-- Extracted data --
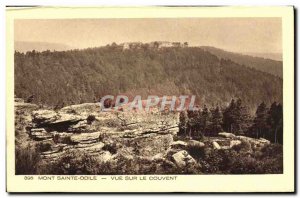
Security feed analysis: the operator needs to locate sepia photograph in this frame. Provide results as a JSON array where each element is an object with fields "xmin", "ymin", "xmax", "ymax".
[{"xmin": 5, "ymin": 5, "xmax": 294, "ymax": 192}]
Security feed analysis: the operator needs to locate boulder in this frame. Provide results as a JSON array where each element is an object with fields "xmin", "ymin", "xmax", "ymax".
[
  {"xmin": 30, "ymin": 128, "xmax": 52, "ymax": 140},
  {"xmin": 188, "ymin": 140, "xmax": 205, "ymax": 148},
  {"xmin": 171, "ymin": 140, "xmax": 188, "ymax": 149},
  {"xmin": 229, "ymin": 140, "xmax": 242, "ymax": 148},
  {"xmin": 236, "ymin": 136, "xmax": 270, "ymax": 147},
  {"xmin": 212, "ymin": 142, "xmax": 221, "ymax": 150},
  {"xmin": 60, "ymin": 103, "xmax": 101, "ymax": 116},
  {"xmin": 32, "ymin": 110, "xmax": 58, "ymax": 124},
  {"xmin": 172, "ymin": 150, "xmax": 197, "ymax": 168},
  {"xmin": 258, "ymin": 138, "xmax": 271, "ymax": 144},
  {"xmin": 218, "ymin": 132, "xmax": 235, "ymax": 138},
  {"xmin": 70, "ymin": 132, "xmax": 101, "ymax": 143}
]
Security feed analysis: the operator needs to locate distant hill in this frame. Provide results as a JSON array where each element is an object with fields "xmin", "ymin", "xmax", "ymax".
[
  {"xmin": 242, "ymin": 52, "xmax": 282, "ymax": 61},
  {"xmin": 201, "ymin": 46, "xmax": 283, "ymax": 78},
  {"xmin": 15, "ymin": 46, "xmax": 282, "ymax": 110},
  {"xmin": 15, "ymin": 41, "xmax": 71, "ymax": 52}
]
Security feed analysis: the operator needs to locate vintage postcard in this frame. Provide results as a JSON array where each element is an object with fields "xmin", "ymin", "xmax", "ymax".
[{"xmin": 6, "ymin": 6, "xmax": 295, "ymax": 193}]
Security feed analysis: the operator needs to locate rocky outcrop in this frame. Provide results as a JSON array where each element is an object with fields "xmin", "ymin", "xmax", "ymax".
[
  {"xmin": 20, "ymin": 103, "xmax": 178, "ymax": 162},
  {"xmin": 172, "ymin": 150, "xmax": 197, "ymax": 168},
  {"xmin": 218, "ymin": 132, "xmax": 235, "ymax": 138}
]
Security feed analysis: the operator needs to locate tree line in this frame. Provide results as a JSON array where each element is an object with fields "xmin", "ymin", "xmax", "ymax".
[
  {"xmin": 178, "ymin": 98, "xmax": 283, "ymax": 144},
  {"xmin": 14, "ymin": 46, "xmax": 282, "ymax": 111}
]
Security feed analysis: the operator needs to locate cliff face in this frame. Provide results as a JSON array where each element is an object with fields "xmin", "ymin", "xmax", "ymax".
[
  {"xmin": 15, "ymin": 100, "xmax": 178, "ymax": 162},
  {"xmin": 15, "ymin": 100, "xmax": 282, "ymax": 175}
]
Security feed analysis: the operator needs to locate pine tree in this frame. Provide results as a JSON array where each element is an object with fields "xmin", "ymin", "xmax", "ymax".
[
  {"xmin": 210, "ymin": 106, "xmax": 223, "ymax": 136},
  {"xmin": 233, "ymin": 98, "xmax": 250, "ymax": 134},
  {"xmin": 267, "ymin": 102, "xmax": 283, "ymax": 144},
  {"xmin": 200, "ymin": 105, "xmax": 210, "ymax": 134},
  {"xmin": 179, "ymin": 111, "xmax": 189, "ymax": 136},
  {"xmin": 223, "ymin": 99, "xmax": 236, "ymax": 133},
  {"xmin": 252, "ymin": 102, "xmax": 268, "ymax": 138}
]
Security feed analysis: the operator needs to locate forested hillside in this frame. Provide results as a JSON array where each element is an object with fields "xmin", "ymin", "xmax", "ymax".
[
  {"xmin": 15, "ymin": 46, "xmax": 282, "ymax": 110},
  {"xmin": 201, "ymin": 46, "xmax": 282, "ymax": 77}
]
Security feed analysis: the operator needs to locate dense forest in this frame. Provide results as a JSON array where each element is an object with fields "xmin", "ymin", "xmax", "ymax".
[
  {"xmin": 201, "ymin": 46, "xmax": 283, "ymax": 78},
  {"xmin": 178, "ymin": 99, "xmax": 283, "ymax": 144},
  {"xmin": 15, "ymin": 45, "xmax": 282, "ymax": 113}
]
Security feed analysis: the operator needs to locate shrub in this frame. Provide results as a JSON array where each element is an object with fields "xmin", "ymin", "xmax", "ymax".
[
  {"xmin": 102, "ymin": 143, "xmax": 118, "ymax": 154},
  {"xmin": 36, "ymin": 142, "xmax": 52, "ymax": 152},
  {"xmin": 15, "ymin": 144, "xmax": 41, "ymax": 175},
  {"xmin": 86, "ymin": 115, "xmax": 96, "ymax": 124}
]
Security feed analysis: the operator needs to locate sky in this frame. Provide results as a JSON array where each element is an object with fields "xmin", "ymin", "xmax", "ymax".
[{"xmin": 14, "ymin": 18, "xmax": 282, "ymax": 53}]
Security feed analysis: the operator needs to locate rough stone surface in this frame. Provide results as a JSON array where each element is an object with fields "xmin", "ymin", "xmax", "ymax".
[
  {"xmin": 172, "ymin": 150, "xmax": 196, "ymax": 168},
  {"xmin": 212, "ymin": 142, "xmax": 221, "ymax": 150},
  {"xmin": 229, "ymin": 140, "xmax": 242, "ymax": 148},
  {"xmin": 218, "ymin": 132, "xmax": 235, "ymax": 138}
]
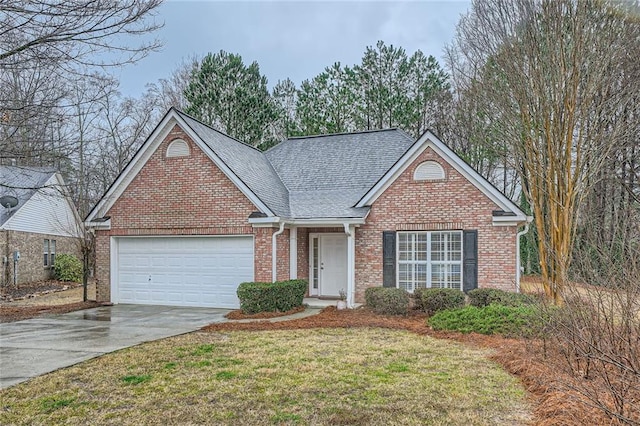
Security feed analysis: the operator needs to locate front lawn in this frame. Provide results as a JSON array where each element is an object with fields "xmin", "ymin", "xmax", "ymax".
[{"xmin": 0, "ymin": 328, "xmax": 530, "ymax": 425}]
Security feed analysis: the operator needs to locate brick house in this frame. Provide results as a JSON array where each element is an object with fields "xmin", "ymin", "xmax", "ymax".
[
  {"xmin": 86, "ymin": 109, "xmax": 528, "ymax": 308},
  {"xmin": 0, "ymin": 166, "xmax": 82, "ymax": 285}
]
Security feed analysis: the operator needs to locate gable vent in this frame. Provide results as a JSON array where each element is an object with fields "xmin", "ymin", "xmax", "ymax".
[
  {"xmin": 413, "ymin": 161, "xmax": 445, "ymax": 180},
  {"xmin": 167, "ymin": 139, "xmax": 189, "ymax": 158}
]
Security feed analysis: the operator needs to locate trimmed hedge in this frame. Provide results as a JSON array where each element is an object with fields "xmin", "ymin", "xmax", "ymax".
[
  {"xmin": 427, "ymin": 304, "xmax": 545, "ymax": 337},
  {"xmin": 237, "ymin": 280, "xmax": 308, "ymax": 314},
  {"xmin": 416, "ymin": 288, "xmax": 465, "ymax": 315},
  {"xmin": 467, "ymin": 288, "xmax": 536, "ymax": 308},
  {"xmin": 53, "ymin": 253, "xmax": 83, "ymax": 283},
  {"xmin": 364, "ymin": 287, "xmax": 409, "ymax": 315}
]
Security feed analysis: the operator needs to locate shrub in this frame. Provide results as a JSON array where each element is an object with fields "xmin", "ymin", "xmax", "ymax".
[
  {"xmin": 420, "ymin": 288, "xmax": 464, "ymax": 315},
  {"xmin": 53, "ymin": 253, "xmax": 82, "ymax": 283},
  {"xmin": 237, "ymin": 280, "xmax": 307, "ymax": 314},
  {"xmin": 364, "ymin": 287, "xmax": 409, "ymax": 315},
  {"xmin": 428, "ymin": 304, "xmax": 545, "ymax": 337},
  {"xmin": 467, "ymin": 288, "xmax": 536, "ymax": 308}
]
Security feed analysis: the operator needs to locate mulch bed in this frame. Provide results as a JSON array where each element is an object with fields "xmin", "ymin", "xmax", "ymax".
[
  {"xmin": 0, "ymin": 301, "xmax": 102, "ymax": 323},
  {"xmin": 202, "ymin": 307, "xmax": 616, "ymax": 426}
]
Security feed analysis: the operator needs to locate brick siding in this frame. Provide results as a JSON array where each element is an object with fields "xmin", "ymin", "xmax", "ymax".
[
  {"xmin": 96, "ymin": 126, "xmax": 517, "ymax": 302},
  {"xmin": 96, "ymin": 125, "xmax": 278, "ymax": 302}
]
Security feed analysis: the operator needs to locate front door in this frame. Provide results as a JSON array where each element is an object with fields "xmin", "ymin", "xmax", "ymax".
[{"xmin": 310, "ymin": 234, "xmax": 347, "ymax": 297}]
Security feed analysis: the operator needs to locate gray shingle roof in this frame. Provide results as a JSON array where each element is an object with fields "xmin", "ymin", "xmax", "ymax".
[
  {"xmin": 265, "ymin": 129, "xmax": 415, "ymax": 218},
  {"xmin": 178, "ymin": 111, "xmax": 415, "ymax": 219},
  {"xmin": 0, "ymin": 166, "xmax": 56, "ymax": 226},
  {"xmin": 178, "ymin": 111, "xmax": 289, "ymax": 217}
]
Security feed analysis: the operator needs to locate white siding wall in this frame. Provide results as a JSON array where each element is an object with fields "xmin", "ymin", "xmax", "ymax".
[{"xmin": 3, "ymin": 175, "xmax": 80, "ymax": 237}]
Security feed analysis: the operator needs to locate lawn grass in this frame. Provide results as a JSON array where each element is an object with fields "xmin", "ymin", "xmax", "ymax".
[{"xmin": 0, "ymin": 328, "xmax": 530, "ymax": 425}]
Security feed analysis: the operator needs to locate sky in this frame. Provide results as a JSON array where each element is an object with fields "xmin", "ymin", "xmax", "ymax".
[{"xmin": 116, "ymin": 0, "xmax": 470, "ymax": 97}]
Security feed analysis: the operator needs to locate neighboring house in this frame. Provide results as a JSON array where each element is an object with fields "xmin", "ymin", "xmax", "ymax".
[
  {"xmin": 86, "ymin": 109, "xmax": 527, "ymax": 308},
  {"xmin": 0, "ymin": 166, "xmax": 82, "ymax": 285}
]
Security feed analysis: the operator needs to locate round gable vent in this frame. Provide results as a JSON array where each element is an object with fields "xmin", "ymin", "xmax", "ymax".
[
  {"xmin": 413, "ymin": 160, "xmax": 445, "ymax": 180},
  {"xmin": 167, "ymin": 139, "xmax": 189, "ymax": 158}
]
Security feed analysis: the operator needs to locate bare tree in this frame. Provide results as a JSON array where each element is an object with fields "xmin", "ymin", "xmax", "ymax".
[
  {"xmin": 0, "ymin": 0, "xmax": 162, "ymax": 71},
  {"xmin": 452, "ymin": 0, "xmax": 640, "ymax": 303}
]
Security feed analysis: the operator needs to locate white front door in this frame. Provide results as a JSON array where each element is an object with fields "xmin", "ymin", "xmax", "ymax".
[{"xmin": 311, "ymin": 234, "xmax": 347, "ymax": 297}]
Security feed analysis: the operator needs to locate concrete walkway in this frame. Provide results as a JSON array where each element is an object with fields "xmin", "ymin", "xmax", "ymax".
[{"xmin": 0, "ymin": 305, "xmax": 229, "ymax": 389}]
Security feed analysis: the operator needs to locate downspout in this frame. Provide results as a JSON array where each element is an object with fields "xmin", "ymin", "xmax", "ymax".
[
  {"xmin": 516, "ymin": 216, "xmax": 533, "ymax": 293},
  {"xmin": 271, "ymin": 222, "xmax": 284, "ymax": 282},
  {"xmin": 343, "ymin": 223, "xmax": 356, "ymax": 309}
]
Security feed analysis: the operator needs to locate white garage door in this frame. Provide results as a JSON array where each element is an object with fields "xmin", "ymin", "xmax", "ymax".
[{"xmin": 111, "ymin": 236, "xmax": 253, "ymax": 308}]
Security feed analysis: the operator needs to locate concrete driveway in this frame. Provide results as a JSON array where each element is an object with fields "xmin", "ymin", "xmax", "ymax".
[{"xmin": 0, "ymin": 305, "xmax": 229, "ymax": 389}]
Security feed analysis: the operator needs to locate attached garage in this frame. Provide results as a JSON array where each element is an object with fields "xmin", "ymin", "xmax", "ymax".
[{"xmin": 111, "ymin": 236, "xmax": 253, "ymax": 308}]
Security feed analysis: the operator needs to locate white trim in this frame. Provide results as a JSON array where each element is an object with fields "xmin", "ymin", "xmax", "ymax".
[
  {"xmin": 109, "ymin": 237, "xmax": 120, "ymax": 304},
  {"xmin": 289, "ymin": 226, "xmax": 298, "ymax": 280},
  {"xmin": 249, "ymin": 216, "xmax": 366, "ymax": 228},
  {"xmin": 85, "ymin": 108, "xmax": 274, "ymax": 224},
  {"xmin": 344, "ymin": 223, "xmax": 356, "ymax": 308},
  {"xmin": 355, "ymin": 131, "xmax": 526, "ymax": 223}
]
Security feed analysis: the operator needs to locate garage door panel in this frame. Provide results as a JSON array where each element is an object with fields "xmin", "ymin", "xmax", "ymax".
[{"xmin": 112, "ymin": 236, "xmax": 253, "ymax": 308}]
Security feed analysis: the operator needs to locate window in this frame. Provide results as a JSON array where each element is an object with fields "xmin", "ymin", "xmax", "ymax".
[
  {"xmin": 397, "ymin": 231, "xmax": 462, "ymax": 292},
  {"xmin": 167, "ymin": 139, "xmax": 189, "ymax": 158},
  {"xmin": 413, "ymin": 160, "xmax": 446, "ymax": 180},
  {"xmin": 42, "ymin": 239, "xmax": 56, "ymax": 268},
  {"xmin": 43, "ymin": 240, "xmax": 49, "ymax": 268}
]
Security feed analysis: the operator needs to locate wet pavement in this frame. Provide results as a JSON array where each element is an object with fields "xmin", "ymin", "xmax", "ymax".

-- Task goal --
Select every line in the records above that contains the word "distant", matching case exactly, and copy each one in full.

-- Response to the exercise --
Security feed analysis: the operator needs to locate distant hill in this frame. Provide results as a JSON array where each element is an object with fields "xmin", "ymin", "xmax", "ymax".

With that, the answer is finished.